» **WORK TO BE COMPLETED**
Pull out every line in the listing below that contains the word 'single', and copy each one unchanged.

» **THE INPUT**

════════════════════

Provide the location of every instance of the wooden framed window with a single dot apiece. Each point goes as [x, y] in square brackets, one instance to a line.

════════════════════

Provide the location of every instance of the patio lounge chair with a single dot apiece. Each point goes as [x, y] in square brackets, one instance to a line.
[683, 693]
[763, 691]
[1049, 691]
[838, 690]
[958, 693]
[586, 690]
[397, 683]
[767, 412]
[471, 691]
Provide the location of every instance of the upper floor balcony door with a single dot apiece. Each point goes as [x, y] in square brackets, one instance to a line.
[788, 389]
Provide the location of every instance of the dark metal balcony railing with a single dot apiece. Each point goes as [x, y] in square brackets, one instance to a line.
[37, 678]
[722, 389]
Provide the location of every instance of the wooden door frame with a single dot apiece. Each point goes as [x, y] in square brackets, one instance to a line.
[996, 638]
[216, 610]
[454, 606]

════════════════════

» **FULL ANSWER**
Provide the location of every instance of the wooden framed window with a single dot apiece. Each point goes as [x, y] in square brackets, one instance to a line.
Provide the location of every instance of the patio lounge chair with a single dot apiece. Each point goes as [x, y] in square brackets, one instance to a line.
Provide the location of every instance of the upper floor balcony door with a single dot apiece. Each point goes as [x, y] in square brackets, one instance to a line.
Provide the location of every instance of the dark metal balcony railing with a single dot apiece. Each point goes as [x, y] in square brackets, one instance to a line.
Provide the location of every instance of the wooden door frame with a single dot apiece. Each point goes as [x, y] in square brackets, one instance to a line.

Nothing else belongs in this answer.